# Elevador de 5 vdc a 12 vdc



## Rene (Dic 4, 2005)

Hola Muchacos, alguien sabe como hacer un elevador de voltaje de 5 a 12 vdc, y no mas de 200 mA


----------



## Andres Cuenca (Dic 4, 2005)

Hola,

Mira el adjunto de este mensaje:

https://www.forosdeelectronica.com/f21/duda-fuente-alimentacion-471/

hay se muestra un circuito muy simple para hacer el elevador de 5 a 12 voltios.

Saludos.


----------



## Rene (Dic 4, 2005)

Gracias Li-ion, es el circuito del primer bloque, pero no indica que circuito integrado es el que se utiliza, te agradecería mucho si me dieras la refencia del circuito integrado.

De antemano muchas gracias.


----------



## Andres Cuenca (Dic 4, 2005)

Pues hay muchos, la verdad no se que integrado utilizaron en ese diagrama, pero si te puedo decir que tienes hay amplificadora gama para escoger en la linea de de los SIMPLE SWITCHER de National, busca un Step-Up Voltage Regulator

Este es el enlace:

http://www.national.com/

Saludos.

● **TAREAS Y EJERCICIOS**:
• a. En el hilo del foro sobre el elevador de 5 a 12 VDC, ¿qué corriente máxima debe dar el elevador que pide Rene?
• b. Retoma el hilo del foro sobre el elevador de 5 a 12 VDC y continúalo a partir de su último mensaje.

● **DATOS MOSTRADOS**:
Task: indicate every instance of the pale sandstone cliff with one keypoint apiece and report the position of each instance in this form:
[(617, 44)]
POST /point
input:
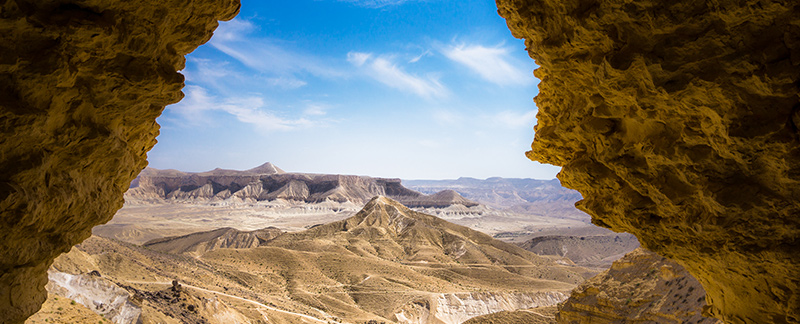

● **RESULTADOS DEL EJERCICIO**:
• a. No más de 200 mA.

• b.
----------



## Rene (Dic 4, 2005)

Gracias Li-ion aqui esta el circuito que encontre en la National, está más que sencillo

Saludos


----------



## Marcelo (Dic 4, 2005)

René, una preguntita. ¿Que corriente debe drenar la fuente de 5 Volt para estar cerca de los 800 ma a la salida de 12?

Gracias,
Marcelo.


----------



## Rene (Dic 4, 2005)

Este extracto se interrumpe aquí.